— START GIVEN PASSAGE —

Now we want to load the data that we previously uploaded into the input
folder. To do this, click on the "Data Import and Export" page in the sidebar:
You will see all available datafiles from the input
folder listed in the "📂 Available input data on NIDAP" table in the top left. To load datafiles for analysis from NIDAP to MAWA, select the datafiles you want to load by clicking on the checkboxes in the Selected column and "Load selected NIDAP input data" button.
While the data are being transferred (typically takes a few seconds), you will see the app partially grayed out and "RUNNING..." message in the top right. This is typical behavior while an operation is running in the app. Generally, you should not interrupt the process by pressing the Stop button in the top right:
After the data have been transferred, you will see the datafiles listed in the "📂 Input data in MAWA" table in the top right:
We will return to this Data Import and Export page multiple times during this workshop.
Next, we want to combine multiple datafiles into a single dataset, after which we want to perform some basic preprocessing to ensure the resulting dataset is compatible with the rest of the functionalities in MAWA. To do this, click on the "Datafile Unification" page in the sidebar:
Steps to perform on this page, in sequence, will be identified by bright blue numbers. In section "1️⃣ Select datafile(s)", we will select the datafiles we want to combine by clicking on the checkboxes in the Selected column and then pressing the "Combine selected files into single dataframe" button:
Note that if the selected datafiles do not have exactly the same columns, only the common set of columns will be used in the combined dataset. The excluded columns will be listed; if you don't see such a listing, then you know all selected datafiles have the same columns.

— END GIVEN PASSAGE —
— START RAW DATA —

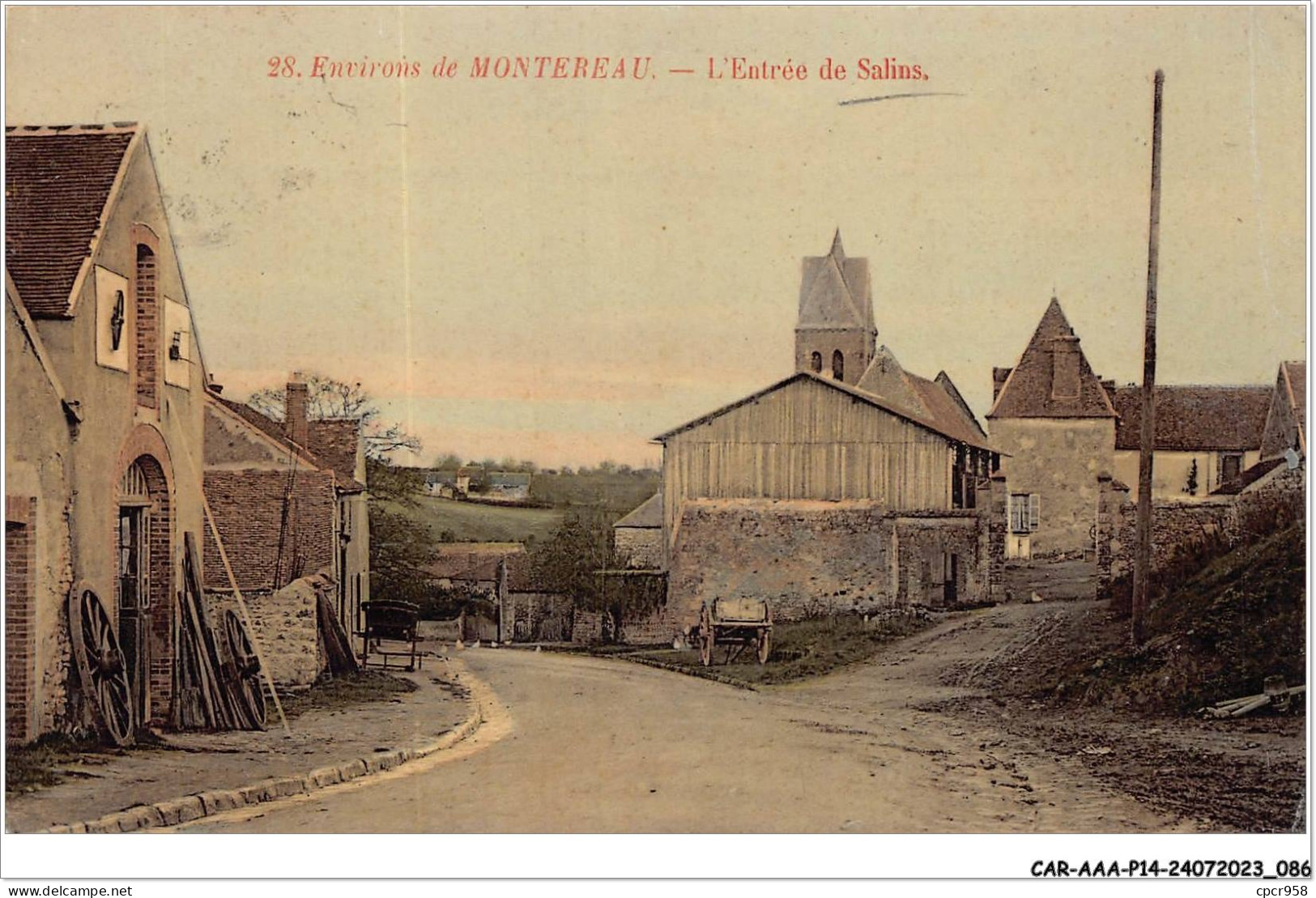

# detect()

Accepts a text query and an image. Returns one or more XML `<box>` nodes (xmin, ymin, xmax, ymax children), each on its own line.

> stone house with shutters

— END RAW DATA —

*TASK REQUIREMENTS:*
**A)** In the MAWA walkthrough, render this sentence in Spanish: "We will return to this Data Import and Export page multiple times during this workshop."
**B)** Write the next part of the MAWA data-loading walkthrough, beginning after its final sentence.

*FINAL RESULTS:*
**A)** Volveremos a esta página de Data Import and Export varias veces durante este taller.

**B)**
Upon pressing the button, you will see the rest of the sections on the page populate,
including a sample of the unified dataset at the bottom:
This preview (and the number of rows/columns above it) has two main purposes: (1) to serve as a sanity check that everything looks reasonable, and (2) to display the column names that will be needed for further processing on this Datafile Unification page. Note that this (and any) table of data are interactive and can be maximized by hovering over it and clicking on the maximize button in the top right:
In section "2️⃣ Delete null rows", press the "Detect null rows in each column" button to display the number of null rows in each column containing null values. If null data are detected in columns that you expect would be used in downstream analyses, you should delete the null values by expanding the "Click to expand:" dropdown and selecting one or more column names containing null values. (If you suspect all relevant columns contain the same null rows, you only need to select one of these columns.) Then press the "Delete rows from dataframe" button to delete the rows having null values in the selected columns. If rows were deleted, a message will display saying how many were deleted. You can confirm that the rows have been deleted by clicking again on the "Detect null rows in each column" button.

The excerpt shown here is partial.